Catherine Safonoff (La distance de fuite) et Anne Pitteloud (Catherine Safonoff, réinventer l'île) invitées dans l'émission Caractères (RTS).

Réécouter l'émission ici

Le Courrier

"... Anne Pitteloud nous balade dans l'archipel safonoffien en amatrice éclairée, attirant notre attention sur la façon dont certains motifs (relations amoureuses, souvenirs, deuils, rêves) passent d'un livre à l'autre, entraînant traitement et propos différents, jeux de masques zones d'ombre et élucidations rétrospectives. (...)" Maxime Maillard

Le Temps

"Une étude savante et sensible [qui] montre la cohérence de l'œuvre en archipel de Catherine Safonoff. (...) Une belle approche d'une œuvre attachante." Isabelle Rüf

Catherine Safonoff, réinventer l'île: extrait

I. Fictions et vérité

1. Les livres[1]

Le premier roman de Catherine Safonoff, La Part d’Esmé (1977), est récompensé sur manuscrit par le Prix George-Nicole alors édité par Bertil Galland. Il met en scène une jeune femme dans la trentaine qui a quitté son mari et ses deux filles pour Lancelot, son jeune amant anglais, accessoirement assistant de son mari à l’université. A l’ouverture du roman, Esmé est serveuse dans un café – elle veut prouver qu’elle peut être indépendante – et tout le récit montre sa difficile quête de liberté, entre désir de suivre ses élans amoureux et émancipateurs, attachement et culpabilité.
-*-
## Exercice A
Dites si chacune des affirmations suivantes s'accorde avec l'extrait, en répondant par oui ou par non et en citant à l'identique les mots de l'extrait qui tranchent : (i) Le premier roman de Catherine Safonoff s'intitule La Part d'Esmé. (ii) Lancelot est le mari d'Esmé. (iii) Au début du roman, Esmé travaille comme serveuse.
## Exercice B
Recopiez telles quelles, dans les enregistrements, les lignes qui vont de celle contenant « Ground man's eyebrow in the photo above. » jusqu'à celle contenant « [590,332,645,386] », ces deux lignes comprises.

## Données enregistrées
-*-
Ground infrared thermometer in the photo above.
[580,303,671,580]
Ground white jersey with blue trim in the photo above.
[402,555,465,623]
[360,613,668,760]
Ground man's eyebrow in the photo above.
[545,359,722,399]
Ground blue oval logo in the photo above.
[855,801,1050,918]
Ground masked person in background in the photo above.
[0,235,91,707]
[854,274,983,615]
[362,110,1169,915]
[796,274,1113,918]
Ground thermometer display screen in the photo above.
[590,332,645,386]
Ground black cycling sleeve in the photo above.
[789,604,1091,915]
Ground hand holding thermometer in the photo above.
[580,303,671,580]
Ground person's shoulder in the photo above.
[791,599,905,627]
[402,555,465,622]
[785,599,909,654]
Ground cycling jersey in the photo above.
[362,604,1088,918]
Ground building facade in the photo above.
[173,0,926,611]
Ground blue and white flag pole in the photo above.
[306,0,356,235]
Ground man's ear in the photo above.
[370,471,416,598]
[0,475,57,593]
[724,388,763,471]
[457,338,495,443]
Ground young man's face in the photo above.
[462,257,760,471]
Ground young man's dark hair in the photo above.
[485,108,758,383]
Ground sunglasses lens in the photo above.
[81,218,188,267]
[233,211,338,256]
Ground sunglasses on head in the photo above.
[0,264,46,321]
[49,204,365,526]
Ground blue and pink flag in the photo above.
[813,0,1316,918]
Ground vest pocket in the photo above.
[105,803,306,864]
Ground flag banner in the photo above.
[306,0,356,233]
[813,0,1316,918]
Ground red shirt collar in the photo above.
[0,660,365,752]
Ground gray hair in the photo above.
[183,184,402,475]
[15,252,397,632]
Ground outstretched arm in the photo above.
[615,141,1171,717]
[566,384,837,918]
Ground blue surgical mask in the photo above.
-*-
## Corrigé A
(i) Oui : « Le premier roman de Catherine Safonoff, La Part d’Esmé (1977) »
(ii) Non : « Lancelot, son jeune amant anglais »
(iii) Oui : « Esmé est serveuse dans un café »

## Corrigé B
Ground man's eyebrow in the photo above.
[545,359,722,399]
Ground blue oval logo in the photo above.
[855,801,1050,918]
Ground masked person in background in the photo above.
[0,235,91,707]
[854,274,983,615]
[362,110,1169,915]
[796,274,1113,918]
Ground thermometer display screen in the photo above.
[590,332,645,386]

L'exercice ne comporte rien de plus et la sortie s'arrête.